[Opening Provided records section]
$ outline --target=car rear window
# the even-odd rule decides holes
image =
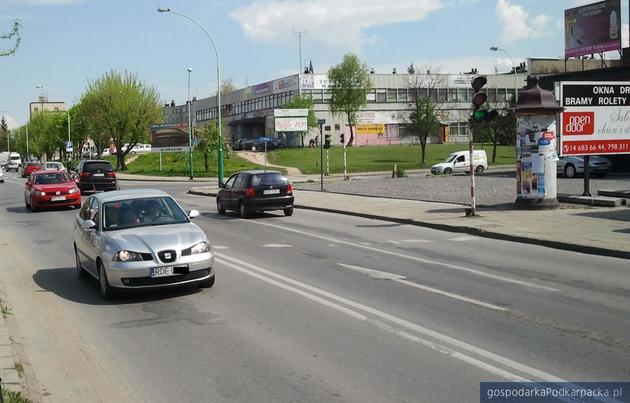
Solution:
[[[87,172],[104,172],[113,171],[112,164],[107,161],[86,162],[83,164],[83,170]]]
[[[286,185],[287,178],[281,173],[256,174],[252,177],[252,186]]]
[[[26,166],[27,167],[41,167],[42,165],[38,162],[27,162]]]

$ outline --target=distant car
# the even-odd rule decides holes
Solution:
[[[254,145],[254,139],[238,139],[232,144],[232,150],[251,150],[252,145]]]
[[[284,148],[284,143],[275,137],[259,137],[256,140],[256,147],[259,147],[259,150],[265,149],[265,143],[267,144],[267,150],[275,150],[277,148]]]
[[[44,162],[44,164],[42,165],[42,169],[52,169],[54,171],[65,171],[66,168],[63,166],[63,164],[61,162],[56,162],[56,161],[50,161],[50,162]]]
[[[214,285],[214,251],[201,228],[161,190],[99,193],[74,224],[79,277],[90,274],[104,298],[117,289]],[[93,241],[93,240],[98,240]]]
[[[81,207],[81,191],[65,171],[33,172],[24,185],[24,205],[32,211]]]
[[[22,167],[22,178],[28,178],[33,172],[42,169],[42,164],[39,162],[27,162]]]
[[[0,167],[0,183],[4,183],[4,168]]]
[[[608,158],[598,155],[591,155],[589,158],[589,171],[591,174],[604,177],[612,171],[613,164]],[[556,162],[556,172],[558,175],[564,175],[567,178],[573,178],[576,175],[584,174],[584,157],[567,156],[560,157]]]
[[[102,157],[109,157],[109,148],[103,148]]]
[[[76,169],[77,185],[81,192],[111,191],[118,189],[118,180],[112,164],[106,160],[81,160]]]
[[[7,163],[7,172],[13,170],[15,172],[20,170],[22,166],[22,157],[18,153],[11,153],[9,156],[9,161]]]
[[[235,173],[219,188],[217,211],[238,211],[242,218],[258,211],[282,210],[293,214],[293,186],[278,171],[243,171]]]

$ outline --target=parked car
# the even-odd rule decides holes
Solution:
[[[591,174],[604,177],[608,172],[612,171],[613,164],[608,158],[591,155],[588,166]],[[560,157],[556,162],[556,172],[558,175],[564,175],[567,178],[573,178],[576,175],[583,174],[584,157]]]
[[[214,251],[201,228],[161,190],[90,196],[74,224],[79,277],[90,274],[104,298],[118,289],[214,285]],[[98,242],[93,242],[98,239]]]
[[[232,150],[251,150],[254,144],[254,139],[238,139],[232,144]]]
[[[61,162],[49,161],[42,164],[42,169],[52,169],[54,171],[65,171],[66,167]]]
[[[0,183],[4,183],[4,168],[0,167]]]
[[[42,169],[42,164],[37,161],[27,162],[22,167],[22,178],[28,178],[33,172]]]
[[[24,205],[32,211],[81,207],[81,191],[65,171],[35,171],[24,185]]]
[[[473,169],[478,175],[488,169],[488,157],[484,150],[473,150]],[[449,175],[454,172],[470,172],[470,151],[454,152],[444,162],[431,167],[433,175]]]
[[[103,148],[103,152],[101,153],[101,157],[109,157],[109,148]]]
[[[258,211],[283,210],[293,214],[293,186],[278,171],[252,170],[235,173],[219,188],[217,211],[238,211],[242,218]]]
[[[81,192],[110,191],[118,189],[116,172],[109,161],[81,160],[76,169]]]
[Closing Provided records section]
- **Aim of the exercise**: Could you write out every line above exactly as it stands, with no images?

- **Expected answer**:
$ outline --target=car rear window
# the even-odd rule decides holes
image =
Solution:
[[[87,172],[104,172],[113,171],[112,164],[107,161],[86,162],[83,164],[83,170]]]
[[[286,185],[287,178],[281,173],[256,174],[252,177],[252,186]]]
[[[26,166],[27,167],[41,167],[42,165],[38,162],[27,162]]]

$ outline --target=distant car
# the even-odd rule decides holes
Solution:
[[[254,145],[254,139],[238,139],[232,144],[232,150],[251,150],[252,145]]]
[[[284,148],[284,143],[275,137],[259,137],[256,140],[256,147],[259,147],[259,150],[265,149],[265,143],[267,144],[267,150],[275,150],[277,148]]]
[[[44,162],[44,164],[42,165],[42,169],[52,169],[54,171],[65,171],[66,168],[63,166],[63,164],[61,162],[56,162],[56,161],[50,161],[50,162]]]
[[[214,285],[214,251],[201,228],[161,190],[99,193],[74,224],[79,277],[90,274],[104,298],[117,289]],[[93,241],[93,240],[98,240]]]
[[[81,207],[81,191],[65,171],[33,172],[24,185],[24,205],[32,211]]]
[[[22,167],[22,178],[28,178],[33,172],[42,169],[42,164],[39,162],[27,162]]]
[[[0,167],[0,183],[4,183],[4,168]]]
[[[608,158],[598,155],[591,155],[589,158],[589,171],[591,174],[604,177],[612,171],[613,164]],[[556,162],[556,172],[558,175],[564,175],[567,178],[573,178],[576,175],[584,174],[584,157],[567,156],[560,157]]]
[[[102,157],[109,157],[109,148],[103,148]]]
[[[76,169],[77,185],[81,192],[111,191],[118,189],[118,180],[112,164],[106,160],[81,160]]]
[[[7,163],[7,172],[13,170],[15,172],[20,170],[22,166],[22,157],[18,153],[11,153],[9,156],[9,161]]]
[[[235,173],[219,188],[217,211],[238,211],[242,218],[258,211],[282,210],[293,214],[293,186],[278,171],[243,171]]]

$ outline --target=parked car
# the even-odd rule decides holes
Solution:
[[[591,174],[604,177],[608,172],[612,171],[613,164],[608,158],[591,155],[588,166]],[[560,157],[556,162],[556,172],[558,175],[564,175],[567,178],[573,178],[576,175],[583,174],[584,157]]]
[[[214,251],[201,228],[161,190],[90,196],[74,224],[79,277],[90,274],[104,298],[118,289],[214,285]],[[98,242],[93,242],[98,239]]]
[[[232,150],[251,150],[254,144],[254,139],[238,139],[232,144]]]
[[[61,162],[49,161],[42,164],[42,169],[52,169],[54,171],[65,171],[66,167]]]
[[[0,183],[4,183],[4,168],[0,167]]]
[[[42,169],[42,164],[37,161],[27,162],[22,167],[22,178],[28,178],[33,172]]]
[[[24,205],[32,211],[81,207],[81,191],[65,171],[35,171],[24,185]]]
[[[473,169],[478,175],[488,169],[488,157],[484,150],[473,150]],[[449,175],[454,172],[470,172],[470,151],[454,152],[444,162],[431,167],[433,175]]]
[[[103,148],[103,152],[101,153],[101,157],[109,157],[109,148]]]
[[[258,211],[283,210],[293,214],[293,186],[278,171],[252,170],[235,173],[219,188],[217,211],[238,211],[242,218]]]
[[[81,192],[110,191],[118,189],[116,172],[109,161],[81,160],[76,169]]]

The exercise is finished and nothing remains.